> [Required action] Write out the stretch of lines below that begins at the line with "photographer's arm, one line per instance" and ends at the line with "TARGET = scca prorally decal", including both, exactly as given and nothing more.

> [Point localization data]
-------
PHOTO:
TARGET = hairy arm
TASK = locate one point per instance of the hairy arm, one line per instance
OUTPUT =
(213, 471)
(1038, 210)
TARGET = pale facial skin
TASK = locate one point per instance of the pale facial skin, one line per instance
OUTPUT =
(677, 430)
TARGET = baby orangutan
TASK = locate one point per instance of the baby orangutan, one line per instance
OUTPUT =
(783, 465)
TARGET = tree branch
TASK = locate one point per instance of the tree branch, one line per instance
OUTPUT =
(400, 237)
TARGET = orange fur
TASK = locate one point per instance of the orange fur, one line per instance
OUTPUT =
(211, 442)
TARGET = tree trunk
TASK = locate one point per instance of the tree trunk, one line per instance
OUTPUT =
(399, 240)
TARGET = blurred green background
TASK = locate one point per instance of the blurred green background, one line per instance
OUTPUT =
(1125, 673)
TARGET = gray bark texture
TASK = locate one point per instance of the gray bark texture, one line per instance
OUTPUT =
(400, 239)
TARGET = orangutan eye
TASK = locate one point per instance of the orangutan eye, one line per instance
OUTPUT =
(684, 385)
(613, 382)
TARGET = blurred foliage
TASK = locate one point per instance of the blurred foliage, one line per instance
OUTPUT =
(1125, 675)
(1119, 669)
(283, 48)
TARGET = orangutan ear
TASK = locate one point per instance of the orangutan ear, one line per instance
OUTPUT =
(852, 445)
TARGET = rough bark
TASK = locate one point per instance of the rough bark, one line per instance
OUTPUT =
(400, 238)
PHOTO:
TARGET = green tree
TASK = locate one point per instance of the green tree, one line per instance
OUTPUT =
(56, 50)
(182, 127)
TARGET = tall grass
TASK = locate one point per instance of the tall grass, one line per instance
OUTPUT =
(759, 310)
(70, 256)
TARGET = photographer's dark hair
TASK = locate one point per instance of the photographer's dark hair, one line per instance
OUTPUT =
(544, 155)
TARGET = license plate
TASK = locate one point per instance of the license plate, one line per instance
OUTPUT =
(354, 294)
-------
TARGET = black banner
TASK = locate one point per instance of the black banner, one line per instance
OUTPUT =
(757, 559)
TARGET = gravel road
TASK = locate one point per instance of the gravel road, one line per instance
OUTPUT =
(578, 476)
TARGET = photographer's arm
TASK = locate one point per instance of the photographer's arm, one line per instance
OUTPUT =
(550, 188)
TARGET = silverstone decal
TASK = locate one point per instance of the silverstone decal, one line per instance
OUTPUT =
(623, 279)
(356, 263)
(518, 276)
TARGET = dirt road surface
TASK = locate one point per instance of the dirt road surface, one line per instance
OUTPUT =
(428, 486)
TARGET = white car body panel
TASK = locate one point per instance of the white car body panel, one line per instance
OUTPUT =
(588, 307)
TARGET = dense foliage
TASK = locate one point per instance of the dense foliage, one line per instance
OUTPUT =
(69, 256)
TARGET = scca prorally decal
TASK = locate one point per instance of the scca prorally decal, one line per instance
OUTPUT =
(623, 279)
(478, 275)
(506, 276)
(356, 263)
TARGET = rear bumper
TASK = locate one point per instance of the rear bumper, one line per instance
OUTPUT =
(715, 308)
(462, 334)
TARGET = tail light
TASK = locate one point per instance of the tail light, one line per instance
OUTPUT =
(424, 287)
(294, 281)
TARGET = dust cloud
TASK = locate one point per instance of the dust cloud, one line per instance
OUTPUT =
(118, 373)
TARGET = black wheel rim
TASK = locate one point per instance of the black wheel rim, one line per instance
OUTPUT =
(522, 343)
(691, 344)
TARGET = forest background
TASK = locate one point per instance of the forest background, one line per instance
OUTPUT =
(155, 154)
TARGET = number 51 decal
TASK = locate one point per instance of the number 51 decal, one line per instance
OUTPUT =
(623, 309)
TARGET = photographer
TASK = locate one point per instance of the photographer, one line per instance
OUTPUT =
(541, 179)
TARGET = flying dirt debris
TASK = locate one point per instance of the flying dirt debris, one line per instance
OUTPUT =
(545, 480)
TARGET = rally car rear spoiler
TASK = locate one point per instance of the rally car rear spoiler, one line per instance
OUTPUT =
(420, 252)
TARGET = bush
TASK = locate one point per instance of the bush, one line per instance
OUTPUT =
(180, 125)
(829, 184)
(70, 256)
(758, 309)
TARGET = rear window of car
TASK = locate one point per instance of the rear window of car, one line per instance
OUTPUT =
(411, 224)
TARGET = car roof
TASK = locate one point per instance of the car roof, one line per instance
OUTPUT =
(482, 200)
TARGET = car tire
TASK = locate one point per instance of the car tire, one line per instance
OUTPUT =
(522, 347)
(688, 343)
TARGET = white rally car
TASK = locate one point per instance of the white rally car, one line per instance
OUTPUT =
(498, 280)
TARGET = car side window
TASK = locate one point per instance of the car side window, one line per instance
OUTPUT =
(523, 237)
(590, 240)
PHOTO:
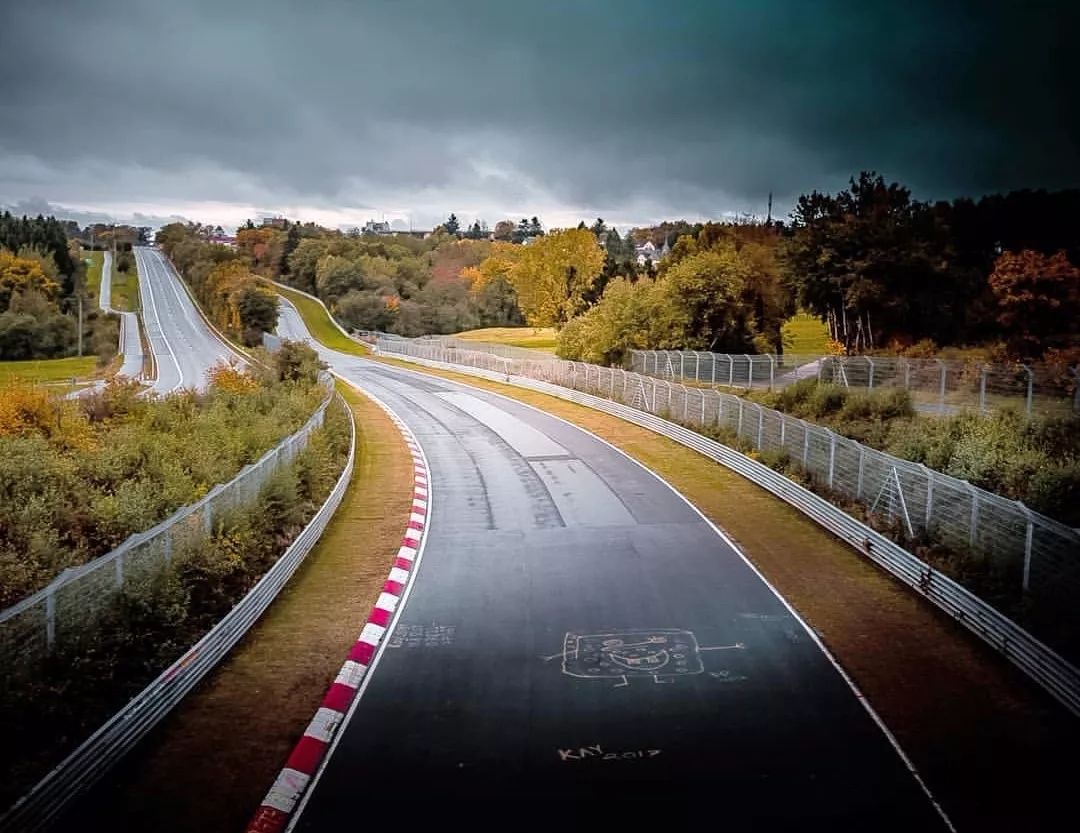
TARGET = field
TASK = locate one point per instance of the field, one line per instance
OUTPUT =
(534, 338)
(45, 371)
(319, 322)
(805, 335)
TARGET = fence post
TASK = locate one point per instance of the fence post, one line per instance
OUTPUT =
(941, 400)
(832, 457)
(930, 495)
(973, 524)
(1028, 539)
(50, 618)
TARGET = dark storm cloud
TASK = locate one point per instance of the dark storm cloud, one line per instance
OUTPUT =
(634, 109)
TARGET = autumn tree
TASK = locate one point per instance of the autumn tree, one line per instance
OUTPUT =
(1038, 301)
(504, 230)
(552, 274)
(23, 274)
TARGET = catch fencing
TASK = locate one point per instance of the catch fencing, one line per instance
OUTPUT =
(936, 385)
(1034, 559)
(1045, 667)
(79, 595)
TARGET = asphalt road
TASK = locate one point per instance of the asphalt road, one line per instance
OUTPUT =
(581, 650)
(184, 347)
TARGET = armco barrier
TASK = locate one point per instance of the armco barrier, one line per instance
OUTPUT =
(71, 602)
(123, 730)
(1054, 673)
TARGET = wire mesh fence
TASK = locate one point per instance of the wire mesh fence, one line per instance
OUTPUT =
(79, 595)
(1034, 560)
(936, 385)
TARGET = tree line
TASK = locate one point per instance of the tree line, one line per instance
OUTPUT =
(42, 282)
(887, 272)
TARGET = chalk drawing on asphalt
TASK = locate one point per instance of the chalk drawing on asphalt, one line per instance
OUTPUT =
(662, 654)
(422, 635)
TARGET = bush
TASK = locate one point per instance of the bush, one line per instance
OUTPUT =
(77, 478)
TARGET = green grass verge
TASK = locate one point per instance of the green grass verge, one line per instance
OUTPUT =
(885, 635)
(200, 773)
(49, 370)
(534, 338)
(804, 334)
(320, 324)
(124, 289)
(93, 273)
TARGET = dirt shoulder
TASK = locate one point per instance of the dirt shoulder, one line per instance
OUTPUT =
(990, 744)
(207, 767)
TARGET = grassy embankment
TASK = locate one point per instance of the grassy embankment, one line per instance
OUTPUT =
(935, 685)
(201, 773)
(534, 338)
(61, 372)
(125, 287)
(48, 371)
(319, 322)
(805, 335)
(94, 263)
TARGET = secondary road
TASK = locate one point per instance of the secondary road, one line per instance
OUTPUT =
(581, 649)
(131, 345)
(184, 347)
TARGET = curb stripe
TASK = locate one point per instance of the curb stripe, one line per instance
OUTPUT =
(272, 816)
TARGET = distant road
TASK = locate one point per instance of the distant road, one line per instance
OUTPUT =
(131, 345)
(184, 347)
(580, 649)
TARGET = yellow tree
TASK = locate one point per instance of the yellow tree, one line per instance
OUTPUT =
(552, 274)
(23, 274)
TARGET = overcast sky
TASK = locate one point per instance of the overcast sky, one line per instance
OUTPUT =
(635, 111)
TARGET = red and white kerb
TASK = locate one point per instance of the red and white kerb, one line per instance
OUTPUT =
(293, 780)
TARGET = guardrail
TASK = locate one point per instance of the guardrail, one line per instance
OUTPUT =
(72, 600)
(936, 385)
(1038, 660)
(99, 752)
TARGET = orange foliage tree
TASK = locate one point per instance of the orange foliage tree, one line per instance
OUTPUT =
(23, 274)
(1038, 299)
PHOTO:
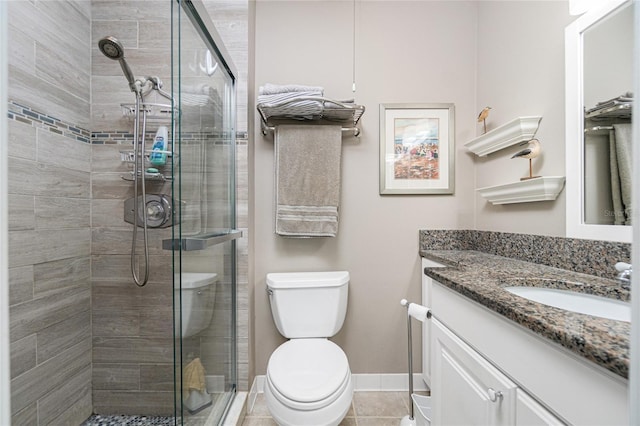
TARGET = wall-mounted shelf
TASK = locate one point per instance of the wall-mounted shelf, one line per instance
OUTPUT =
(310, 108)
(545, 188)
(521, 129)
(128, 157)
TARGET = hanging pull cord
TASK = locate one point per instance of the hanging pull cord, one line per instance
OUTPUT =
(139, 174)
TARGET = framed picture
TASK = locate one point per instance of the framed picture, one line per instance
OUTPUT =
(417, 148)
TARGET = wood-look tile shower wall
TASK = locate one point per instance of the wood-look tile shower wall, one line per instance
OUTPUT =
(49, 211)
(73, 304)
-------
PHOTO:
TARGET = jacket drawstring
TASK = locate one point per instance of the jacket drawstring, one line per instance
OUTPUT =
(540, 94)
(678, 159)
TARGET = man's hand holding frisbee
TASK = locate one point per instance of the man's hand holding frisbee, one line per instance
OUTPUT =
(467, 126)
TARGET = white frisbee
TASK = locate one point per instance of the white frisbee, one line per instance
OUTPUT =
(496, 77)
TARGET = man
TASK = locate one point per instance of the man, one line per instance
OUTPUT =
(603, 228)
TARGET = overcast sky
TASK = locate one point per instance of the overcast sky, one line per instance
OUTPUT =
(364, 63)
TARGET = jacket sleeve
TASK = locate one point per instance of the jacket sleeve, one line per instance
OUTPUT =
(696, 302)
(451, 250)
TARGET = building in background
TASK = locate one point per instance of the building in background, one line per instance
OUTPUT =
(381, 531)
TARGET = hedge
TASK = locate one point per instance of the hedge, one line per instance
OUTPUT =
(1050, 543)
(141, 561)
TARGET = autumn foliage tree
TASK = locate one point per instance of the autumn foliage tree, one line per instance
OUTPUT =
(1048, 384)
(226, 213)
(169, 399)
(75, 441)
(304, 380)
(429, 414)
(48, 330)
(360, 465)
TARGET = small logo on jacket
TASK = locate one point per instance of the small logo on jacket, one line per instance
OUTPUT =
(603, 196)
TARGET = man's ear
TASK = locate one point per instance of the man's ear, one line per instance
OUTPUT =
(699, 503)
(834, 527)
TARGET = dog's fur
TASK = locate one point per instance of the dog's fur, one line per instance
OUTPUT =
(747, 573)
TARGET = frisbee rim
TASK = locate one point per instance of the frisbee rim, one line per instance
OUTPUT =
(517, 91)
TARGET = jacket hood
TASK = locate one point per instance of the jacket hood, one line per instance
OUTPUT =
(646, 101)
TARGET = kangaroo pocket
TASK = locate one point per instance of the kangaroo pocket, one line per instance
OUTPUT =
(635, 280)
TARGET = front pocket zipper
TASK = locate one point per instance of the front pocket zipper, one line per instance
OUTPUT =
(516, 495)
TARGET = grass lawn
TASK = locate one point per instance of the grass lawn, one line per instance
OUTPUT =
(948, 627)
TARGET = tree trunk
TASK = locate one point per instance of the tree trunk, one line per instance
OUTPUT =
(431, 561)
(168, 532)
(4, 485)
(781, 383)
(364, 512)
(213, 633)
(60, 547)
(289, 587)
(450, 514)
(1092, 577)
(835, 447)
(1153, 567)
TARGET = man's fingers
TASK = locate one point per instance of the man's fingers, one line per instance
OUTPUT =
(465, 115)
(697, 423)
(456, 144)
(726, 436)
-------
> [Answer box]
TASK = locate one point per instance of the photographer's arm, one line per instance
OUTPUT =
(550, 188)
TARGET = silverstone decal
TASK = locate one point per instance of the silverstone decal, one line per instance
OUTPUT =
(623, 279)
(356, 263)
(518, 276)
TARGET = dirt road surface
TASK = locate one point per instance of the dirt road surface, one line per instance
OUTPUT =
(428, 486)
TARGET = white car body panel
TASK = locate one point per instance of the white car body panel, one line per instance
OUTPUT =
(588, 307)
TARGET = dense foliage
TASK = locate one point per instance of the dense foliage, one line per instance
OUTPUT =
(69, 256)
TARGET = scca prorally decal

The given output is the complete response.